According to the US Department of Labor (DOL), the last time the minimum wage was raised was in 2009. The cost of living has only increased since then, close to 17%. There is an extreme disparity between the minimum wage and the current cost of living. The main argument of the previous article, and the argument of many people who voted against minimum wage on March 5th, is that employers would have to cut jobs, especially smaller businesses. However, a 2019 study from the Congressional Budget Office found that raising the federal minimum wage up to $15 an hour would actually boost earnings for 70 million people. It was addressed that it could lead to job losses for close to 1 one million Americans, but the overall poverty level would be reduced greatly. The conversation is also much more complex than just raising it, coupled with increased governmental social programs it could raise the quality of life for many people in the United States.

Many small businesses are concerned about the raising of the wage, but a lot of small businesses in many states actually pay their employees more than the minimum wage already. Looking at the numbers from the D.O.L, 23 states have wages higher than the minimum wage. The wage average is close to nine dollars. A minimum wage increase wouldn’t be an extreme difference from the average number that many businesses are paying their employees. Furthermore, the definition of a “small business” in the United States is a contested one. Using the same source as the previous article- the U.S. Small Business Administration, companies that make as much as 35 million dollars in sales and close to 1500 employees are still counted as small businesses. This detracts from the “mom-and-pop” image in many people’s heads.
***
**Aim of the task:** Copy out the full passage on the minimum wage above, word for word.
***
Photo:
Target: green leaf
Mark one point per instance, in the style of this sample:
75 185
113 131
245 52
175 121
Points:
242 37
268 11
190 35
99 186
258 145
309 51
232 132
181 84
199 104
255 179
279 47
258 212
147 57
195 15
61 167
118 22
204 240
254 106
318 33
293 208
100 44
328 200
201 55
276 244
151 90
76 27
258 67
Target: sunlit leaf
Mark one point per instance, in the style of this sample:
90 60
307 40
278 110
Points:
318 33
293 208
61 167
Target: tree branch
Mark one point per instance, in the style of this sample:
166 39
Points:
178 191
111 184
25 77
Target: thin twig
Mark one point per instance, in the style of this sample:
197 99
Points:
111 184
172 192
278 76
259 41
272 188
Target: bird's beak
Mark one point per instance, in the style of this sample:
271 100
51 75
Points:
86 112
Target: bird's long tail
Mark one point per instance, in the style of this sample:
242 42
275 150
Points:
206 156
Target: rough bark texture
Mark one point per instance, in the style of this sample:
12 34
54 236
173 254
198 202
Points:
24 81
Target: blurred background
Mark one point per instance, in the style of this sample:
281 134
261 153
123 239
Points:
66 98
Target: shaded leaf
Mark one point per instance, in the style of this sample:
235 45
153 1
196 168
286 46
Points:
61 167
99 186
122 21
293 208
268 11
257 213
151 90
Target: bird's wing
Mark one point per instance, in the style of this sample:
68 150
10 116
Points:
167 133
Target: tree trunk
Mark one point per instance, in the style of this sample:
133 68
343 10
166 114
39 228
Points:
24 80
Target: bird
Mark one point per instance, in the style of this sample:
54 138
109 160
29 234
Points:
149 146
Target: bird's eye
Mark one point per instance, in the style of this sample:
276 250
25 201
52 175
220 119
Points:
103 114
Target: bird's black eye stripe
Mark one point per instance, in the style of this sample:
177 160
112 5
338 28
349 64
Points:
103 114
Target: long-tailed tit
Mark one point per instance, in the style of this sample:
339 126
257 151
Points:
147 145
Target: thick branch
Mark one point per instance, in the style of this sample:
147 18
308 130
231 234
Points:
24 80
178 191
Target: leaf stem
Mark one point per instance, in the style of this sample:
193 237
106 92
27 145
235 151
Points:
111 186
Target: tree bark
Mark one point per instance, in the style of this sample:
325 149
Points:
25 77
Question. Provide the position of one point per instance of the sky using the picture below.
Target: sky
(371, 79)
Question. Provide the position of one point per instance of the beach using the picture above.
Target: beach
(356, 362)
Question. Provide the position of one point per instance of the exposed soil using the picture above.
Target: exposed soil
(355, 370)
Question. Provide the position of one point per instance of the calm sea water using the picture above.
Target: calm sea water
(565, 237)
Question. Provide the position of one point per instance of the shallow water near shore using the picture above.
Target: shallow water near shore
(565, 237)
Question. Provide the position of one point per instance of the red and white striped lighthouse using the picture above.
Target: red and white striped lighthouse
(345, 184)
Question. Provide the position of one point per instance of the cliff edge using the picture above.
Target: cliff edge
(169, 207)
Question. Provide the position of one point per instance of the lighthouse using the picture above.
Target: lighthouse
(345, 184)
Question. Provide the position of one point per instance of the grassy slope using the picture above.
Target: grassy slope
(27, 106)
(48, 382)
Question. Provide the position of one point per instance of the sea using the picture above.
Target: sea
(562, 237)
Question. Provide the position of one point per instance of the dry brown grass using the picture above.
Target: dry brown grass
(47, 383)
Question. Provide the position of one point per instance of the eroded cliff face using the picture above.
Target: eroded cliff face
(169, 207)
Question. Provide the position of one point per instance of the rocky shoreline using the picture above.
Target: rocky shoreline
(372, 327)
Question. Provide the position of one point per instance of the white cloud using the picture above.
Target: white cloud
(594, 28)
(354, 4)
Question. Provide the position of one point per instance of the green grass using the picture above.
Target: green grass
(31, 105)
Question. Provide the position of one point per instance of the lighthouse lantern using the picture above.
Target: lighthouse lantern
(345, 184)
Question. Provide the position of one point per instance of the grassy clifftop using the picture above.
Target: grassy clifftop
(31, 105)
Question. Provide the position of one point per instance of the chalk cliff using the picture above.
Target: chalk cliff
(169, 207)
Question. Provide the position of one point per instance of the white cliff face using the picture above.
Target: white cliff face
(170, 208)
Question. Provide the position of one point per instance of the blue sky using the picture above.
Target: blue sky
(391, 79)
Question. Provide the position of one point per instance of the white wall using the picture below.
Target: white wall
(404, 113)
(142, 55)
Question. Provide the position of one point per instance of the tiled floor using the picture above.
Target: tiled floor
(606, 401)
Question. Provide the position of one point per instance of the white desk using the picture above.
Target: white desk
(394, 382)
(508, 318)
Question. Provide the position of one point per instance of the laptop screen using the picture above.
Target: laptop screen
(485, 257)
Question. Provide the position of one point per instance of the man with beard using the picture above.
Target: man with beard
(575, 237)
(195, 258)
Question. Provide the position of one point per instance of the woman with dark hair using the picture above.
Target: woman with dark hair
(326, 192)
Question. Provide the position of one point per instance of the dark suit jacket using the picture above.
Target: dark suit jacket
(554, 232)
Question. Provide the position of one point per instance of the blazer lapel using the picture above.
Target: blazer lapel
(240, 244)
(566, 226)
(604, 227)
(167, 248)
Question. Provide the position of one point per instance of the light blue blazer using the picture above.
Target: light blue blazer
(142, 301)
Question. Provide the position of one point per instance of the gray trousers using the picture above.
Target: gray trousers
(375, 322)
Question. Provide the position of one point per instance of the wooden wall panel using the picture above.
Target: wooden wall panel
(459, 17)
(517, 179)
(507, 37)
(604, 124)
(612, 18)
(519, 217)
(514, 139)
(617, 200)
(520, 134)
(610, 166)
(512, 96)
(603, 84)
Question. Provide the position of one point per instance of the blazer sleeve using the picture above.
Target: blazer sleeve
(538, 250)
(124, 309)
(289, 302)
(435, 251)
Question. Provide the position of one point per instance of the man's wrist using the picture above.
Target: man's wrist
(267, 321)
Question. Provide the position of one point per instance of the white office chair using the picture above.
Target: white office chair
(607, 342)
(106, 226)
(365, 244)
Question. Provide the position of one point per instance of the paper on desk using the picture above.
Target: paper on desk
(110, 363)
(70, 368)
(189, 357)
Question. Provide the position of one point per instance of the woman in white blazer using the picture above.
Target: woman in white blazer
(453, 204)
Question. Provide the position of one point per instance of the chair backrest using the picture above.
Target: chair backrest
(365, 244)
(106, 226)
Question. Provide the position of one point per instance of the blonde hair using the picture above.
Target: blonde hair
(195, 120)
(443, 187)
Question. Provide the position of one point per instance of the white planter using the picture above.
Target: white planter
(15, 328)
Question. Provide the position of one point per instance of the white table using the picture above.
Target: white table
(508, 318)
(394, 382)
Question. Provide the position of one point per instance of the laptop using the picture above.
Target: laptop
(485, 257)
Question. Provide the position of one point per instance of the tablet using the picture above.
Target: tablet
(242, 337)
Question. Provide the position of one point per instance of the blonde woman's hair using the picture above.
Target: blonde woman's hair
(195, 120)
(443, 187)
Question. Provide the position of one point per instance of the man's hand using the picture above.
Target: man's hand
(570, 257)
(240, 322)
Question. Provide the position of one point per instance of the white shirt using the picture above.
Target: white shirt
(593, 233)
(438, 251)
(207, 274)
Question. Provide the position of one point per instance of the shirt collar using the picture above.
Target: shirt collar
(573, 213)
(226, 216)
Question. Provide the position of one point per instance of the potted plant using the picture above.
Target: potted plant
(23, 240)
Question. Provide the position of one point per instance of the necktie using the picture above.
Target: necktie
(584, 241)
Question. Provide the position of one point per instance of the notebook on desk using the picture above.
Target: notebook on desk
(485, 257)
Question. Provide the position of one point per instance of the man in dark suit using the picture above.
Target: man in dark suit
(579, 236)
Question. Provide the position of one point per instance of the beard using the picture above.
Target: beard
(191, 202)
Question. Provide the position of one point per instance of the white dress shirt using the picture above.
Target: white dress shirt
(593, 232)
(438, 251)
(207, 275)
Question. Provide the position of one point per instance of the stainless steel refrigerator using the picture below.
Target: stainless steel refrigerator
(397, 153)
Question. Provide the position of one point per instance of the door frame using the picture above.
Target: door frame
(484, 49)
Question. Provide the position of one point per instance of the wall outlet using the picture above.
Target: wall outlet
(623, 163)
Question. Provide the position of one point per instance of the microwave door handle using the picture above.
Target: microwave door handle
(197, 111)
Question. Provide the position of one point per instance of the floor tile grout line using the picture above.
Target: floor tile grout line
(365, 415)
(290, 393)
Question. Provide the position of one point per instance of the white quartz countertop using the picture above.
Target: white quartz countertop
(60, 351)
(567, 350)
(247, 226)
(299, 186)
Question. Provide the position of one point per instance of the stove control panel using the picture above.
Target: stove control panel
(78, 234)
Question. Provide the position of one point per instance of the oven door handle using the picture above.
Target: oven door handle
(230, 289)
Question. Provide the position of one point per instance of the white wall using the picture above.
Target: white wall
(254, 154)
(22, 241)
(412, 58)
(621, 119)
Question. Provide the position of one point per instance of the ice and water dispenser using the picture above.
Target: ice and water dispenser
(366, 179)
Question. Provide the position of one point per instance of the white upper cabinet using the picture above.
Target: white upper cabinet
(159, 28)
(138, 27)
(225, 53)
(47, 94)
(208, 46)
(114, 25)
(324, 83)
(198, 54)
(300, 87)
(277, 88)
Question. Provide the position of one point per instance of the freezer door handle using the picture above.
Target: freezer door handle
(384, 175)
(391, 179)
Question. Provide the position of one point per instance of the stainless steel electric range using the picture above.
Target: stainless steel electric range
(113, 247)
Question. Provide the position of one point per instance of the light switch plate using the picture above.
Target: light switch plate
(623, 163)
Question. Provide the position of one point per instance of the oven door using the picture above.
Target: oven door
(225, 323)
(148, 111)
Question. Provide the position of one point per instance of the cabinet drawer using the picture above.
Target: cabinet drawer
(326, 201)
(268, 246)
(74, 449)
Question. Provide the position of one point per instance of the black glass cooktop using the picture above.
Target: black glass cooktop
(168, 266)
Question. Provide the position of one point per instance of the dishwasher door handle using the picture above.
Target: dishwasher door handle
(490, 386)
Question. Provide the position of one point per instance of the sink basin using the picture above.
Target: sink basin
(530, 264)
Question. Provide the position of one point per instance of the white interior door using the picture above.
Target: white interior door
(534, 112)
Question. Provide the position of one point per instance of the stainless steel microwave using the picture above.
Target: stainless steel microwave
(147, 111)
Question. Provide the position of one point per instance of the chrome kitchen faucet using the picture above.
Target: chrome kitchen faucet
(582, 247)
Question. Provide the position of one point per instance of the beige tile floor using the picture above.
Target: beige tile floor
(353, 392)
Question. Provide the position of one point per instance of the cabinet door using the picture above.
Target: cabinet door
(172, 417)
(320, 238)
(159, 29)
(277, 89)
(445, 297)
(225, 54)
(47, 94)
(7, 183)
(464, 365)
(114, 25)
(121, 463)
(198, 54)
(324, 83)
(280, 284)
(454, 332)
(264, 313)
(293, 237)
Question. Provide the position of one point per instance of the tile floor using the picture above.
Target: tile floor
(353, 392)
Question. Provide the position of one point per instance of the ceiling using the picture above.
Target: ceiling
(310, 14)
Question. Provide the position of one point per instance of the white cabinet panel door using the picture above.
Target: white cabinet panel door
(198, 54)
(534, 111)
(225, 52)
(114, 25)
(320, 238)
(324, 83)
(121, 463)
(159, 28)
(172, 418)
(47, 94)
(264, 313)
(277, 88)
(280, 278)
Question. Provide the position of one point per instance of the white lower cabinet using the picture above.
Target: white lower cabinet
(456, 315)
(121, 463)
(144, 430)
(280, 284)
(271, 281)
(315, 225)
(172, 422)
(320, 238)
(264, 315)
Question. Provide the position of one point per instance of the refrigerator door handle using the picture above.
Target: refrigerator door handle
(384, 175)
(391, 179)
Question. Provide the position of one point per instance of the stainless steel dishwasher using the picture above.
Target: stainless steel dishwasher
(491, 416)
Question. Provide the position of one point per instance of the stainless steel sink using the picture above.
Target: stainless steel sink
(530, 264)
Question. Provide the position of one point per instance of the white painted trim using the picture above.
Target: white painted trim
***
**Output for this task:**
According to the US Department of Labor (DOL), the last time the minimum wage was raised was in 2009. The cost of living has only increased since then, close to 17%. There is an extreme disparity between the minimum wage and the current cost of living. The main argument of the previous article, and the argument of many people who voted against minimum wage on March 5th, is that employers would have to cut jobs, especially smaller businesses. However, a 2019 study from the Congressional Budget Office found that raising the federal minimum wage up to $15 an hour would actually boost earnings for 70 million people. It was addressed that it could lead to job losses for close to 1 one million Americans, but the overall poverty level would be reduced greatly. The conversation is also much more complex than just raising it, coupled with increased governmental social programs it could raise the quality of life for many people in the United States.

Many small businesses are concerned about the raising of the wage, but a lot of small businesses in many states actually pay their employees more than the minimum wage already. Looking at the numbers from the D.O.L, 23 states have wages higher than the minimum wage. The wage average is close to nine dollars. A minimum wage increase wouldn’t be an extreme difference from the average number that many businesses are paying their employees. Furthermore, the definition of a “small business” in the United States is a contested one. Using the same source as the previous article- the U.S. Small Business Administration, companies that make as much as 35 million dollars in sales and close to 1500 employees are still counted as small businesses. This detracts from the “mom-and-pop” image in many people’s heads.